Provided records:
=-=-=-=-=

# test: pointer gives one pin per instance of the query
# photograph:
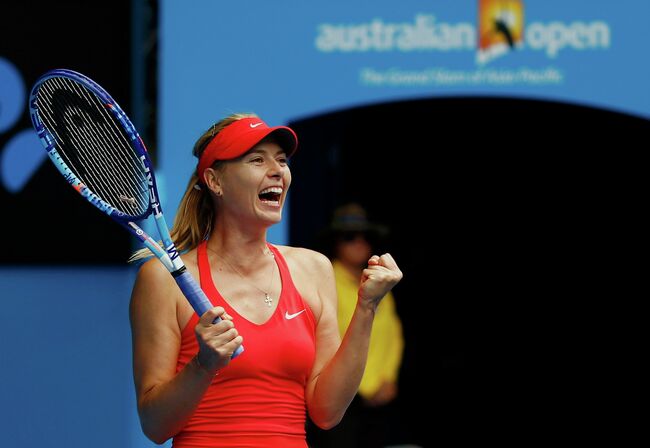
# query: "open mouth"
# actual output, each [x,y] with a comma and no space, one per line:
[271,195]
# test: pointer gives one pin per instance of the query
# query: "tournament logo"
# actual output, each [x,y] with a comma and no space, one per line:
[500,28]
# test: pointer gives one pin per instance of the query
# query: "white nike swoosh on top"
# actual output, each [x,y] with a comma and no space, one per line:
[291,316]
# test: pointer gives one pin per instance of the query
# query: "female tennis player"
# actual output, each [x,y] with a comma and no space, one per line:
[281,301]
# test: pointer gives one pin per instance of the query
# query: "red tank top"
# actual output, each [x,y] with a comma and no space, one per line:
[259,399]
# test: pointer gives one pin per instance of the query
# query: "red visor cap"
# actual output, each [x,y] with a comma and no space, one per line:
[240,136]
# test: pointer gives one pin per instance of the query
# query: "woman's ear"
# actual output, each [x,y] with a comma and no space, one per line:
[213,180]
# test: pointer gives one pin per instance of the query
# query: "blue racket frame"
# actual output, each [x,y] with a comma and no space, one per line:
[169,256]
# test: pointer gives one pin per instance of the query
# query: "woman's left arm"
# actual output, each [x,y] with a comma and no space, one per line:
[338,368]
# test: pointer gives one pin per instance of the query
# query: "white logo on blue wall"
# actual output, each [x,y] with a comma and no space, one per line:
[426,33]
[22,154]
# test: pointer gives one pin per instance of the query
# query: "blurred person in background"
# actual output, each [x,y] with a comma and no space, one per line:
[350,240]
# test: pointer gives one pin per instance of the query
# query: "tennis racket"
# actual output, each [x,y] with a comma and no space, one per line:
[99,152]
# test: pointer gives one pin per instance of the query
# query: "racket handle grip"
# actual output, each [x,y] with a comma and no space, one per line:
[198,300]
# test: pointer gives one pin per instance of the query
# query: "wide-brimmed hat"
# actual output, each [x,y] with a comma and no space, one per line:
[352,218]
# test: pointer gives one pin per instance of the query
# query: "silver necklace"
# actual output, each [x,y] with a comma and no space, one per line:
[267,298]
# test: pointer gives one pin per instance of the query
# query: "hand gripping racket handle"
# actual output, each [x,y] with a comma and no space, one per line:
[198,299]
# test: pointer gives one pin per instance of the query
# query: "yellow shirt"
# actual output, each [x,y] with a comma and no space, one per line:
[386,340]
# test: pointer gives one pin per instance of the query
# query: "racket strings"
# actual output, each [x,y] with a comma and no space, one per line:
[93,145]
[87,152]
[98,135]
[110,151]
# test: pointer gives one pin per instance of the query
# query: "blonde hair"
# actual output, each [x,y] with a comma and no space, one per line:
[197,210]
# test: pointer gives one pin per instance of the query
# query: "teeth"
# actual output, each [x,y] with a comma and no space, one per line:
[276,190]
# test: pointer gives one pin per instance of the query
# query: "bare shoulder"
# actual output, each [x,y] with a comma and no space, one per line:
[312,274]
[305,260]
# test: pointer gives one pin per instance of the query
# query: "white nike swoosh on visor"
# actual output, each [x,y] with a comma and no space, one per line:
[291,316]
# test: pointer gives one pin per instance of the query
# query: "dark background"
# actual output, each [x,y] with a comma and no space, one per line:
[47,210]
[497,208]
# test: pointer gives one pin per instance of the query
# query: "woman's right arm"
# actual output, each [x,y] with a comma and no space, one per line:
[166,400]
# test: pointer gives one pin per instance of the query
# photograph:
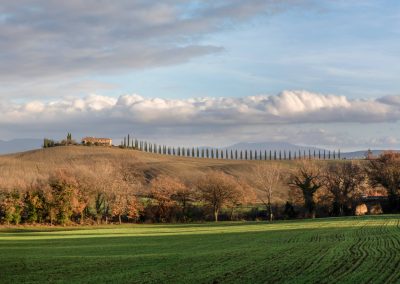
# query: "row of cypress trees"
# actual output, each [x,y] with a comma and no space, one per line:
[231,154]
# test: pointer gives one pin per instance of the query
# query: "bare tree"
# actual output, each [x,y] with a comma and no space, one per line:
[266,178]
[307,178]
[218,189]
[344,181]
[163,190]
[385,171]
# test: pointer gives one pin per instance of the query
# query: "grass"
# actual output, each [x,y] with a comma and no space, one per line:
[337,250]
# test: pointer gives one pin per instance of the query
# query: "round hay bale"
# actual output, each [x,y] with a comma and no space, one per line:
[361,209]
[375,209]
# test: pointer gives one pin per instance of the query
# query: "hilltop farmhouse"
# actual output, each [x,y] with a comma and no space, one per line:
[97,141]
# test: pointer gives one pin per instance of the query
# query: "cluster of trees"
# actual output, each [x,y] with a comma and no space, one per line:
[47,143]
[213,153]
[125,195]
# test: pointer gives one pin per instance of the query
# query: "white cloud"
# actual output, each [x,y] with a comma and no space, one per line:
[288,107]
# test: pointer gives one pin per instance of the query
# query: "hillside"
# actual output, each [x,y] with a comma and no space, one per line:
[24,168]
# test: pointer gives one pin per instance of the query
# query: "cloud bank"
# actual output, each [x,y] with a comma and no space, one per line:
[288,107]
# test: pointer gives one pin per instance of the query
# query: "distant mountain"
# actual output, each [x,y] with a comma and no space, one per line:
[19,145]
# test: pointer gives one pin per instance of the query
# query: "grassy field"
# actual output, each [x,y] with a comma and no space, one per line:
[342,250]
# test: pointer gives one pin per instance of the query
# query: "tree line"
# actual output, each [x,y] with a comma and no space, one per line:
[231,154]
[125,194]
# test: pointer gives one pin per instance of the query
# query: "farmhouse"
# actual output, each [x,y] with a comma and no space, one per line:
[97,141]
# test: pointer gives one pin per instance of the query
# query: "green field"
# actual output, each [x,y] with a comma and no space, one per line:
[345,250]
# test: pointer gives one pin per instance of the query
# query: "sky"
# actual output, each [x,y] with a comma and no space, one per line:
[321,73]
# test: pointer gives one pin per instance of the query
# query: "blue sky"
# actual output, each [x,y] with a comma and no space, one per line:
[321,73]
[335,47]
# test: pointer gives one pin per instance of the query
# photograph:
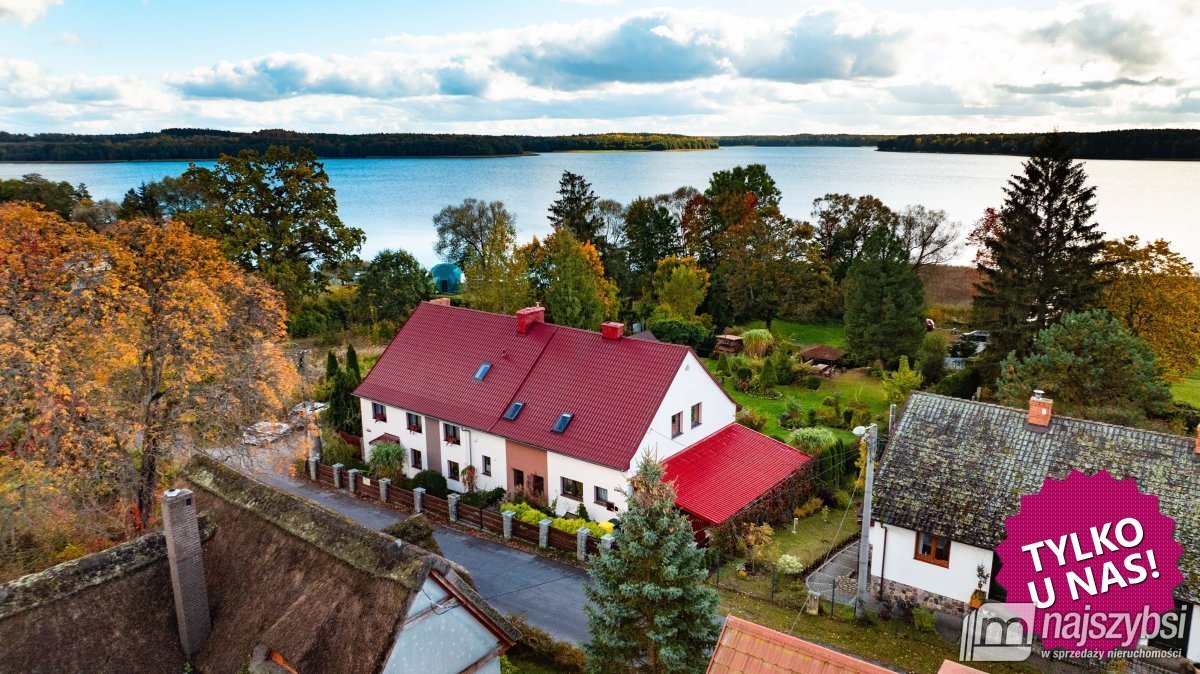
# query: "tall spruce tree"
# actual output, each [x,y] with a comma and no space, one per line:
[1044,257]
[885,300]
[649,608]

=-=-=-=-=

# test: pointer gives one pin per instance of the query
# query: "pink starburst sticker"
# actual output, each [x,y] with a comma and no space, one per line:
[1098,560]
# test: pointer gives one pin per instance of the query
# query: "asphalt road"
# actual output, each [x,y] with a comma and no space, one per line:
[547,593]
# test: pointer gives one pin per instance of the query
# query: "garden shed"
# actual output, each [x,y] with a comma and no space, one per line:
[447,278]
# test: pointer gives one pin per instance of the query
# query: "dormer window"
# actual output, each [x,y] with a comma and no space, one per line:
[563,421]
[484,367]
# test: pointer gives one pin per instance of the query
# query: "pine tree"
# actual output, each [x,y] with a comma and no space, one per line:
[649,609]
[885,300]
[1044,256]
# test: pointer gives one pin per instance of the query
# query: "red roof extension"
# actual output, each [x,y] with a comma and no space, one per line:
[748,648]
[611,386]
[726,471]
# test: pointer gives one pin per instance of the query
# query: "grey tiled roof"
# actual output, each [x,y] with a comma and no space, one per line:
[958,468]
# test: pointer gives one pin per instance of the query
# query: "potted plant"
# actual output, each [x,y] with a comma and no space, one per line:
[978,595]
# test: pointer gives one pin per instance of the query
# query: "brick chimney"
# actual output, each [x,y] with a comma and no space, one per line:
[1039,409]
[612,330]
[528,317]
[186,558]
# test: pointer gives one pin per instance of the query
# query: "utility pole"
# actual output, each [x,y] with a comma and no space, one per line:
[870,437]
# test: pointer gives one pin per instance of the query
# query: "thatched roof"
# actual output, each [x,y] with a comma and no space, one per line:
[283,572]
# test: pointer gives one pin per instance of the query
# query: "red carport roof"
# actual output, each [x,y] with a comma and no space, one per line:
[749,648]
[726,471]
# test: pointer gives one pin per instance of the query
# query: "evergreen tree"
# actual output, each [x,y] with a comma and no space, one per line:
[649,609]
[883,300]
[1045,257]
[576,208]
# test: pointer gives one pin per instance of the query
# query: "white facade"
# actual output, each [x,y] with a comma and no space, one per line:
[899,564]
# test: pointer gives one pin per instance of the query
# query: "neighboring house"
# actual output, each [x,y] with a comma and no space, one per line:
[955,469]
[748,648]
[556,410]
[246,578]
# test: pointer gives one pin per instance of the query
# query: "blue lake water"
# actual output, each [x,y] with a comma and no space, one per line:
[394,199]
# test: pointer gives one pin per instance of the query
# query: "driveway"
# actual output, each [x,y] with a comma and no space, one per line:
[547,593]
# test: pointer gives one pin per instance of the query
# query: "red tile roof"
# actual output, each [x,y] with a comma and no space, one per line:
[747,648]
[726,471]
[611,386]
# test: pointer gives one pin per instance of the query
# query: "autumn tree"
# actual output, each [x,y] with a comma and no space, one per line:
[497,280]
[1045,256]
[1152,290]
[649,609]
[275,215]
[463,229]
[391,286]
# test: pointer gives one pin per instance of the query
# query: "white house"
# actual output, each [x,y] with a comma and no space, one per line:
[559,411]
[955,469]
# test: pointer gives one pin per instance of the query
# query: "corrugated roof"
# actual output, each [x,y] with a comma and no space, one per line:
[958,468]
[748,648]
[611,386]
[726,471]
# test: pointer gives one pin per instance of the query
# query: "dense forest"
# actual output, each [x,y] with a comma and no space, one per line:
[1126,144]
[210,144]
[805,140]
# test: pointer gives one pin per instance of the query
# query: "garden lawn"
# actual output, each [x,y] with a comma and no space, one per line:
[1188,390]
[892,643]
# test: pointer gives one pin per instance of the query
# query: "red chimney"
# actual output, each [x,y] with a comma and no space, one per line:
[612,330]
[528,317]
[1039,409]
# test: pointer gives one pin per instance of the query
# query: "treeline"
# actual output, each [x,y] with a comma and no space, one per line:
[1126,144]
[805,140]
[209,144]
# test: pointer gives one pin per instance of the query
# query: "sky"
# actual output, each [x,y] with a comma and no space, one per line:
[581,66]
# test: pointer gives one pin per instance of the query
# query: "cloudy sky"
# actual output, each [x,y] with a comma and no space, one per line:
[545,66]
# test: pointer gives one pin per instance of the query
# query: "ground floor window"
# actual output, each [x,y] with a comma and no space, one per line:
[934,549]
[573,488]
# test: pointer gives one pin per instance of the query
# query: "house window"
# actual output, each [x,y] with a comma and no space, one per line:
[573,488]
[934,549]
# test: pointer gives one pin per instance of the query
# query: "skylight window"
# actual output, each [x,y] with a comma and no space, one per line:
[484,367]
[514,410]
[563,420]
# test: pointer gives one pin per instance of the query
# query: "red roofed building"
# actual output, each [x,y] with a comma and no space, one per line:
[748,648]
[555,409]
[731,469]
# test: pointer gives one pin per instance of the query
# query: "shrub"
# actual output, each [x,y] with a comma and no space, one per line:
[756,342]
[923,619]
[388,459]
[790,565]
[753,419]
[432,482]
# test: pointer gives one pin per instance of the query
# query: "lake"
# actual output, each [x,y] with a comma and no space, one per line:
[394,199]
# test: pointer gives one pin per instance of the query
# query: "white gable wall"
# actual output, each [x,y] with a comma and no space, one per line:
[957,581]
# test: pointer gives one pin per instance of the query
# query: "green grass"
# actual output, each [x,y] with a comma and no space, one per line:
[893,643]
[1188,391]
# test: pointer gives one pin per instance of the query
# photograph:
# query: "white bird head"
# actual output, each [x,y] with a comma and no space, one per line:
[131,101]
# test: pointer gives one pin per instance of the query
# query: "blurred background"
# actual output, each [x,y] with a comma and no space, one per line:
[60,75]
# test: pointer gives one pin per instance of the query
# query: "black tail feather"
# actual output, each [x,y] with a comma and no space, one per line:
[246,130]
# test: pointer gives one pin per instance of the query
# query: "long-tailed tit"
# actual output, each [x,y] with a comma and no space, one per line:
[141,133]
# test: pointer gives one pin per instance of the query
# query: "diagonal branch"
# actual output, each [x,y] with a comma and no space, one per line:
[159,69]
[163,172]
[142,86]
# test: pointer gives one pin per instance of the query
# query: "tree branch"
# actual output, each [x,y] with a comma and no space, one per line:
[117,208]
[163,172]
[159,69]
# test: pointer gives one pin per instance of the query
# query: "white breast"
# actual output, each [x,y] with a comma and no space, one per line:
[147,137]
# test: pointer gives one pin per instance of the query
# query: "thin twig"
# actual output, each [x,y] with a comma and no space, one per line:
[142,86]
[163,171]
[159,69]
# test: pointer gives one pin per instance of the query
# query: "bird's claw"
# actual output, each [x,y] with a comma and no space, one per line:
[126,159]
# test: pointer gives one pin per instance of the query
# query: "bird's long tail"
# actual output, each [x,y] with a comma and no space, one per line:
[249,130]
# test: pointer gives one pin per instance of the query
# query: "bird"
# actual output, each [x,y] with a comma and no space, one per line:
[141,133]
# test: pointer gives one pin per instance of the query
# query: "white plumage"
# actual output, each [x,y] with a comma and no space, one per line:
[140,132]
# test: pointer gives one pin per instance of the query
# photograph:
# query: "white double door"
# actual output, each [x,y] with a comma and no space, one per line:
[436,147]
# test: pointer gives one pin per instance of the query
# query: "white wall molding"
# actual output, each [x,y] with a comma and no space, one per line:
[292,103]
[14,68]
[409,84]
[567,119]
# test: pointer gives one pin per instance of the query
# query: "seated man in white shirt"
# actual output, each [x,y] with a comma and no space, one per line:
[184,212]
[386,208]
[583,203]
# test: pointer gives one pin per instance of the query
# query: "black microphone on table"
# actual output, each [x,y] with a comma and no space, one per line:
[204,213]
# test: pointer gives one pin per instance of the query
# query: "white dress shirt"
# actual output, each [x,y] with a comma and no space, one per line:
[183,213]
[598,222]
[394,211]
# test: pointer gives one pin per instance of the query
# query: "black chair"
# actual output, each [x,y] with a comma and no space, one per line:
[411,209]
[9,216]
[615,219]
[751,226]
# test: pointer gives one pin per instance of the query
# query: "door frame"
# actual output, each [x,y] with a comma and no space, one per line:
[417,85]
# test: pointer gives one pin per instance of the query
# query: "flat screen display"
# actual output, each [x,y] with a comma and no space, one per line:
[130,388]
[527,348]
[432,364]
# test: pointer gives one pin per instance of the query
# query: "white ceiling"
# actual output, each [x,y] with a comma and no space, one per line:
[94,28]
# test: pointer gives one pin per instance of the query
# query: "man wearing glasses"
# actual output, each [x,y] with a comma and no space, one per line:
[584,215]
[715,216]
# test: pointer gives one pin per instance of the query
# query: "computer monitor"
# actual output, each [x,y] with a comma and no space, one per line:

=-=-=-=-=

Activity:
The answer must be all the lines above that hold the word "branch".

Response to this task:
# query: "diagonal branch"
# query: "tree branch"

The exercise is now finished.